▸ Required action 1
List every cgroup controller shown in the command output in the write-up on WSL, systemd and cgroups.
▸ Required action 2
Please carry on the write-up on WSL, systemd and cgroups, starting after its last sentence.

━━ Provided text

By enabling the debug console (debugConsole = true in .wslconfig) I can indeed see the warning:

Legacy cgroup v1 support selected. This is no longer supported. Will proceed anyway after 30s.

This matches the fact that I am seeing systemd do nothing during 30s, then finally really start its services and be visible.

There are some other interesting things to notice. By default, cgroup v1 are used, and we have this issue with systemd not really starting during 30s but WSL doing its login job (too soon). Hence a lot of side effects like /tmpbeing mounted later and messing with other things. Pointers that cgroups v1 are used in this case:

$ stat -fc %T /sys/fs/cgroup/
tmpfs
$ cat /sys/fs/cgroup/cgroup.controllers
cat: /sys/fs/cgroup/cgroup.controllers: No such file or directory

Now by enabling memory reclaim (in .wslconfig)

[experimental]
autoMemoryReclaim = gradual

Apparently the system is started with cgroup v2.

$ stat -fc %T /sys/fs/cgroup/
cgroup2fs
$ cat /sys/fs/cgroup/cgroup.controllers
cpuset cpu io memory hugetlb pids rdma misc

In this case, systemd starts immediately (without the warning), and everything works as was previously (with cgroup v1) in systemd v255.

Alternatively, as commented in issue https://github.com/microsoft/WSL/issues/6662#issuecomment-2002407717, enabling the following kernel parameters (again in .wslconfig) also make it so that WSL is started with cgroup v2:

[wsl2]
kernelCommandLine = cgroup_no_v1=all systemd.unified_cgroup_hierarchy=1

So there are two ways to have WSL+systemd v256 work correctly by having WSL use cgroup v2. The question is whether those are to be considered proper solutions, or only workarounds until something more automatic is done in WSL to address this issue.

━━━━
━━ Study material

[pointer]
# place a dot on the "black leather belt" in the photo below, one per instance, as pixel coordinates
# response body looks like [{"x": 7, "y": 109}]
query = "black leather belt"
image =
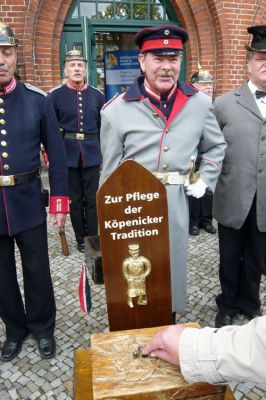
[
  {"x": 80, "y": 135},
  {"x": 18, "y": 179}
]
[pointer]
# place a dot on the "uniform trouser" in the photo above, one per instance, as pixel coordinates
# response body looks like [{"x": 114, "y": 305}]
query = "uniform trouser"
[
  {"x": 38, "y": 315},
  {"x": 200, "y": 210},
  {"x": 83, "y": 185},
  {"x": 241, "y": 259}
]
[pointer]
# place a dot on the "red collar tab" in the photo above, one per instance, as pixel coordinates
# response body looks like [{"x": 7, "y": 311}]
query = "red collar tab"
[
  {"x": 9, "y": 87},
  {"x": 162, "y": 44},
  {"x": 73, "y": 87}
]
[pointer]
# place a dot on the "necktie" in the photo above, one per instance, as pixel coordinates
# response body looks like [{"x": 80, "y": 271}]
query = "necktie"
[{"x": 259, "y": 94}]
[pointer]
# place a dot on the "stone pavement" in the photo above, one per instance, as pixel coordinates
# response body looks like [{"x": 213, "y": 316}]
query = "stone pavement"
[{"x": 28, "y": 377}]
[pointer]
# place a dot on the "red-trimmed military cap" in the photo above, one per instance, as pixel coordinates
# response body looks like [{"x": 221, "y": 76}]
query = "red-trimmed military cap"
[
  {"x": 74, "y": 54},
  {"x": 166, "y": 39},
  {"x": 7, "y": 37}
]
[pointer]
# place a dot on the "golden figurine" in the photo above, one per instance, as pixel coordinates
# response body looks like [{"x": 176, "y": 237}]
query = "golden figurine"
[
  {"x": 135, "y": 270},
  {"x": 193, "y": 176}
]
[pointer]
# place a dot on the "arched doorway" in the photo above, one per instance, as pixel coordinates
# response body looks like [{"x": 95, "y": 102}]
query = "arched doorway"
[{"x": 97, "y": 26}]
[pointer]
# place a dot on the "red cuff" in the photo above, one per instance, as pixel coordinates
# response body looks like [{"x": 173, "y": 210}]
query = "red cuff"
[{"x": 59, "y": 204}]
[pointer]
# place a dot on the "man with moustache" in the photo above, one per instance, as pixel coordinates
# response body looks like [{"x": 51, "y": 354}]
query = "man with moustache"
[
  {"x": 201, "y": 209},
  {"x": 240, "y": 197},
  {"x": 159, "y": 122},
  {"x": 27, "y": 119},
  {"x": 77, "y": 106}
]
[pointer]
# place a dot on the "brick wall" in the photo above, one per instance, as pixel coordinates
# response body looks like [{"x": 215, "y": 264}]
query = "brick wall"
[{"x": 217, "y": 31}]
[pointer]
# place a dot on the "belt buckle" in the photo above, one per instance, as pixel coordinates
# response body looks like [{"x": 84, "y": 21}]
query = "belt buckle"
[
  {"x": 7, "y": 180},
  {"x": 80, "y": 136}
]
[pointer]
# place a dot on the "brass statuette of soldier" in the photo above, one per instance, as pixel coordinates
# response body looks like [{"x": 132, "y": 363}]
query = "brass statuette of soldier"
[
  {"x": 193, "y": 176},
  {"x": 135, "y": 270}
]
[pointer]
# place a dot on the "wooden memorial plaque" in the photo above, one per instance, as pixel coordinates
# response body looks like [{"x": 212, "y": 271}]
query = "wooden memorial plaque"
[
  {"x": 119, "y": 373},
  {"x": 133, "y": 223}
]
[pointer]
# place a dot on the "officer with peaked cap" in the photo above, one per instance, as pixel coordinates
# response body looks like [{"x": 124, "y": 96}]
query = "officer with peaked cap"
[
  {"x": 200, "y": 210},
  {"x": 240, "y": 197},
  {"x": 27, "y": 120},
  {"x": 160, "y": 122},
  {"x": 77, "y": 106}
]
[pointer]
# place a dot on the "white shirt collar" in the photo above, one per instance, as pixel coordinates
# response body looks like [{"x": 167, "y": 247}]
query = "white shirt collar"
[{"x": 252, "y": 87}]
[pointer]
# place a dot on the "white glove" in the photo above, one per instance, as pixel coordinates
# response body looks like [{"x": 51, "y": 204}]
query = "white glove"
[{"x": 196, "y": 189}]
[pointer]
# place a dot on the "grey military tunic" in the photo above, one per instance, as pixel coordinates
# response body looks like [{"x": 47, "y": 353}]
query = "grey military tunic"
[{"x": 132, "y": 128}]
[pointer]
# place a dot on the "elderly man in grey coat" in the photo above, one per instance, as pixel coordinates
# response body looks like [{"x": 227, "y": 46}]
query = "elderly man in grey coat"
[
  {"x": 161, "y": 122},
  {"x": 240, "y": 197}
]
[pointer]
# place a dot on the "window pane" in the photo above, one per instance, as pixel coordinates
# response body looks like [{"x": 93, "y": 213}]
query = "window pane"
[
  {"x": 140, "y": 11},
  {"x": 75, "y": 13},
  {"x": 105, "y": 10},
  {"x": 88, "y": 10},
  {"x": 157, "y": 12},
  {"x": 122, "y": 11}
]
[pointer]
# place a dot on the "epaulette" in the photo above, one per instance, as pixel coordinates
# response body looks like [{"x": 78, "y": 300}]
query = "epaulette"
[
  {"x": 34, "y": 89},
  {"x": 54, "y": 88},
  {"x": 112, "y": 99},
  {"x": 97, "y": 89}
]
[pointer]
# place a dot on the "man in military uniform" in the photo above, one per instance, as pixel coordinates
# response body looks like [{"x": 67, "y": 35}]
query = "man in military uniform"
[
  {"x": 27, "y": 119},
  {"x": 160, "y": 122},
  {"x": 77, "y": 107},
  {"x": 201, "y": 209},
  {"x": 239, "y": 205}
]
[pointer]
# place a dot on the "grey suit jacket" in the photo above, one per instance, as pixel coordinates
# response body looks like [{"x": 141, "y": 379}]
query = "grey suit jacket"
[{"x": 244, "y": 168}]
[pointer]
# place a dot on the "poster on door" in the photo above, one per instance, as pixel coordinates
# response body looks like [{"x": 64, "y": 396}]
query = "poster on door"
[{"x": 121, "y": 69}]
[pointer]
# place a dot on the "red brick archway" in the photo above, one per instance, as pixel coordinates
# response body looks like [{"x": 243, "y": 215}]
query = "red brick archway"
[{"x": 217, "y": 31}]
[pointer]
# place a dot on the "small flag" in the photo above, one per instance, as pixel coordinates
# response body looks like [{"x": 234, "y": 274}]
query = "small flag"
[{"x": 84, "y": 291}]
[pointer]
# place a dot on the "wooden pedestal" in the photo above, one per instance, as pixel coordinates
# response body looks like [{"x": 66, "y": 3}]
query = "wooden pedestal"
[{"x": 110, "y": 372}]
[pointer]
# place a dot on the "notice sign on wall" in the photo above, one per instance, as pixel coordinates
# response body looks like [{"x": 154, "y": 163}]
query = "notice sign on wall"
[{"x": 121, "y": 69}]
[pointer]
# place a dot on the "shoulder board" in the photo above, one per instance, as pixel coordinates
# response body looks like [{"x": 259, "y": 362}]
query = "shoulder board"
[
  {"x": 112, "y": 99},
  {"x": 34, "y": 89},
  {"x": 96, "y": 89},
  {"x": 54, "y": 88}
]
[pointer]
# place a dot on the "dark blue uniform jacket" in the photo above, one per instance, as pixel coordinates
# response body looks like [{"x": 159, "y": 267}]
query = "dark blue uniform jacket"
[
  {"x": 27, "y": 121},
  {"x": 79, "y": 111}
]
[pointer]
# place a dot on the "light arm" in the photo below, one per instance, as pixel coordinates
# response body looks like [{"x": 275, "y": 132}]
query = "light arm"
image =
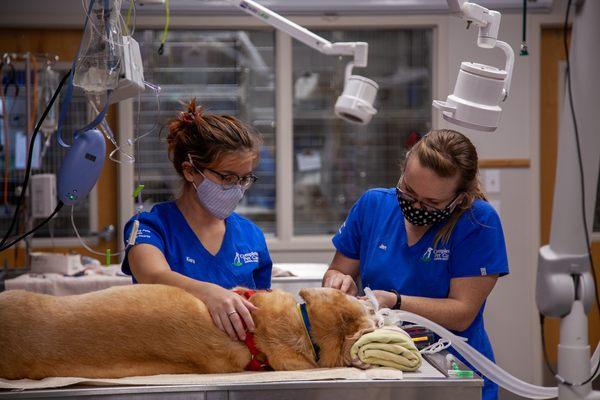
[{"x": 358, "y": 50}]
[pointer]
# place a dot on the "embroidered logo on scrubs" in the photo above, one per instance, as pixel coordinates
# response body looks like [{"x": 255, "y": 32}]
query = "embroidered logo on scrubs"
[
  {"x": 241, "y": 259},
  {"x": 435, "y": 255}
]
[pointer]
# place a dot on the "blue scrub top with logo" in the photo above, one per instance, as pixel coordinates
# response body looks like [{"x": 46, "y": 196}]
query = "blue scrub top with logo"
[
  {"x": 375, "y": 234},
  {"x": 242, "y": 260}
]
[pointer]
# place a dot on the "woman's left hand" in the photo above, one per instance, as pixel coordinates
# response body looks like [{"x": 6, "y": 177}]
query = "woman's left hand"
[{"x": 386, "y": 299}]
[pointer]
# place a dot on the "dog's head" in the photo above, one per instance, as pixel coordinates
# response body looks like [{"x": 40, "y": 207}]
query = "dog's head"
[{"x": 337, "y": 321}]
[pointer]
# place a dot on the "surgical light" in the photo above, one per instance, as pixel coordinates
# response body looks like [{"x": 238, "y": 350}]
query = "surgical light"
[{"x": 479, "y": 88}]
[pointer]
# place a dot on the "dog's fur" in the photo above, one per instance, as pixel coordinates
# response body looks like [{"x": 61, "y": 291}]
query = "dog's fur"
[{"x": 158, "y": 329}]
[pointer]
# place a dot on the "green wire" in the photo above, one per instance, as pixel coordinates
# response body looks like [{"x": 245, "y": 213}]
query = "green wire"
[{"x": 163, "y": 38}]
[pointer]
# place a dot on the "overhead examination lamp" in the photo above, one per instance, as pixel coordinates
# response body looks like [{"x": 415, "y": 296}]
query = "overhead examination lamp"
[
  {"x": 479, "y": 88},
  {"x": 355, "y": 104}
]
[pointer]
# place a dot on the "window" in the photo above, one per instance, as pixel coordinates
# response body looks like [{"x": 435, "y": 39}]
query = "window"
[
  {"x": 228, "y": 72},
  {"x": 335, "y": 161}
]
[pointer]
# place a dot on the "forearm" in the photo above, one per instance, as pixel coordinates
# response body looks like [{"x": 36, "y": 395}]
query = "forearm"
[
  {"x": 332, "y": 271},
  {"x": 450, "y": 313}
]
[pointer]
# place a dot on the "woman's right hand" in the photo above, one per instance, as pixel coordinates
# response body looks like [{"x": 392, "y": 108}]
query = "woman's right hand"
[
  {"x": 339, "y": 280},
  {"x": 229, "y": 311}
]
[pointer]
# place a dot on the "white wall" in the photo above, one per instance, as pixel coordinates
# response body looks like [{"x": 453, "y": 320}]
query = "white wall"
[{"x": 511, "y": 316}]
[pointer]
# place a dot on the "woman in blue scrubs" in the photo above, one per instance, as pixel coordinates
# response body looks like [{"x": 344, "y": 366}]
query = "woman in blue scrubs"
[
  {"x": 197, "y": 242},
  {"x": 432, "y": 246}
]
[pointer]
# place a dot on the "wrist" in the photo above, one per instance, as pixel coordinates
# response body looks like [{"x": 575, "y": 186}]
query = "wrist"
[{"x": 397, "y": 300}]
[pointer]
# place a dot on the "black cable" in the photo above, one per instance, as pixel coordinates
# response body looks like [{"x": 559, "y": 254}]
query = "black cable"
[
  {"x": 583, "y": 212},
  {"x": 23, "y": 236},
  {"x": 30, "y": 157}
]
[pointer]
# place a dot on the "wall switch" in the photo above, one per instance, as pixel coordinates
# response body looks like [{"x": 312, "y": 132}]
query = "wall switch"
[
  {"x": 43, "y": 195},
  {"x": 491, "y": 181}
]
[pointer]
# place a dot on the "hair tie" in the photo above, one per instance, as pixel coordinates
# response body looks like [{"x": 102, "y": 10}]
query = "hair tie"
[{"x": 188, "y": 117}]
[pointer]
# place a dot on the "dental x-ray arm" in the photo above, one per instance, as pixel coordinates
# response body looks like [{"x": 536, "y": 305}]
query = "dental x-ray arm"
[
  {"x": 479, "y": 88},
  {"x": 488, "y": 22},
  {"x": 355, "y": 104},
  {"x": 358, "y": 50}
]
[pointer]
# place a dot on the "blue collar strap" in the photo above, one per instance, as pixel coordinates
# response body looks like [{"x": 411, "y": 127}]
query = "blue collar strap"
[{"x": 304, "y": 313}]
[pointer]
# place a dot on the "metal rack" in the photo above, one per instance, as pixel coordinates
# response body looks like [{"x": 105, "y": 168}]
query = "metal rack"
[{"x": 24, "y": 109}]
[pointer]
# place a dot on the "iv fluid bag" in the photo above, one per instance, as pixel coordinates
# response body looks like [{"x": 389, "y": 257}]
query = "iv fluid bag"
[
  {"x": 50, "y": 81},
  {"x": 98, "y": 65}
]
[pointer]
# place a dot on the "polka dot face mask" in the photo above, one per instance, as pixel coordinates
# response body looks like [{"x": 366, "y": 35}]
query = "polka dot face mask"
[{"x": 425, "y": 215}]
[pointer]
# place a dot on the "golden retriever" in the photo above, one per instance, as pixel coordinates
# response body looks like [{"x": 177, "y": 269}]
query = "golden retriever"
[{"x": 158, "y": 329}]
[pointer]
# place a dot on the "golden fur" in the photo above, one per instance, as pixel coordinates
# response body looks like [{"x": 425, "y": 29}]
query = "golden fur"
[{"x": 158, "y": 329}]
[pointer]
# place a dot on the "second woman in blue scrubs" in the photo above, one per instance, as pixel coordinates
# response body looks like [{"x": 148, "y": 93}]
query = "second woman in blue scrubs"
[
  {"x": 197, "y": 242},
  {"x": 432, "y": 245}
]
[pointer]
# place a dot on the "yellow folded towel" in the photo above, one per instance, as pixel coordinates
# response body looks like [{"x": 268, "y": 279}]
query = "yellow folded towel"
[{"x": 389, "y": 346}]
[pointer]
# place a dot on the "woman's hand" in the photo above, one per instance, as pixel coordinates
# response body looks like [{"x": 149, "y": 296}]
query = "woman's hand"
[
  {"x": 228, "y": 310},
  {"x": 386, "y": 299},
  {"x": 338, "y": 280}
]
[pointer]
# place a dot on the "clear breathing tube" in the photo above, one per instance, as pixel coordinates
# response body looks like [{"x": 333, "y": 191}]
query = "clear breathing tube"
[
  {"x": 477, "y": 360},
  {"x": 118, "y": 154}
]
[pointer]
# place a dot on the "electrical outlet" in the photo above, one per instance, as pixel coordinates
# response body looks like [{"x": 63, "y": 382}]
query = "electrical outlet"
[{"x": 492, "y": 181}]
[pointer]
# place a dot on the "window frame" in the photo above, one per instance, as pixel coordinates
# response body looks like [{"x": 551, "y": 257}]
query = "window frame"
[{"x": 284, "y": 239}]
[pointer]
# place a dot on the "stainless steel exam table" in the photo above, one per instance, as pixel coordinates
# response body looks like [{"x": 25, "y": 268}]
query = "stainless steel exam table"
[{"x": 408, "y": 388}]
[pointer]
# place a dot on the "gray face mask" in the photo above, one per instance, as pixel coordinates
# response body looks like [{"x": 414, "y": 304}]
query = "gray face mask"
[{"x": 216, "y": 200}]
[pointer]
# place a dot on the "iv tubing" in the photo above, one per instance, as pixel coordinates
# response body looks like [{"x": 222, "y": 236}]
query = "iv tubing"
[{"x": 85, "y": 245}]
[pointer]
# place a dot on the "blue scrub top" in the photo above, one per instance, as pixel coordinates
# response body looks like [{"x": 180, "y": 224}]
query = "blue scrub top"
[
  {"x": 375, "y": 234},
  {"x": 242, "y": 260}
]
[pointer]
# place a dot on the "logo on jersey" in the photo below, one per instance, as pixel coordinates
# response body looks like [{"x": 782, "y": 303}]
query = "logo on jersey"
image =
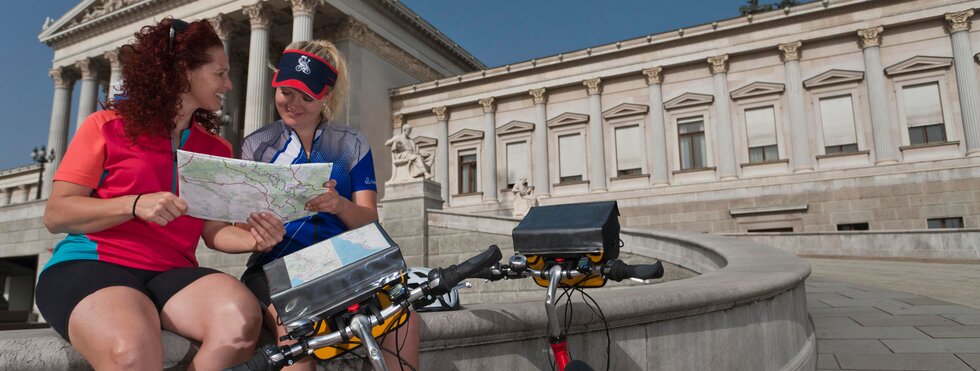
[{"x": 304, "y": 65}]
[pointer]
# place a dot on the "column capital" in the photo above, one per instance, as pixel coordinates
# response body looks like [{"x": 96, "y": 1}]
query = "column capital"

━━━━

▸ Written reply 1
cpuset, cpu, io, memory, hugetlb, pids, rdma, misc

▸ Written reply 2
Vogtinator commented 1 month ago

So there are two ways to have WSL+systemd v256 work correctly by having WSL use cgroup v2. The question is whether those are to be considered proper solutions, or only workarounds until something more automatic is done in WSL to address this issue.

Yeah. If there's nothing or almost nothing left that requires cgroupv1, then just switching to cgroupv2 fully by default is the proper solution.

Otherwise it might need some new parameter in wsl.conf that specifies whether a distro needs cgroupv1 or v2. I'm not sure whether it's possible to have a cgroupv1 container next to a cgroupv2 container with cgroup namespaces though.

WH-2099 commented 3 weeks ago

I got something more. The systemd compatibility layer in the WSL2 kernel has some problems in determining the first boot. Neither systemd.firstboot=false nor systemd.condition-first-boot=false prevented systemd-firstboot.service from booting by rewriting the kernel command line arguments. In fact, based on the results of systemd-analyze condition 'ConditonFirstBoot=true', the kernel doesn't seem to be handling the relevant parameters correctly.

Vogtinator commented 3 weeks ago

The linux kernel doesn't do anything with systemd parameters. systemd just looks at /proc/cmdline.

In any case, this is unrelated to the issue here.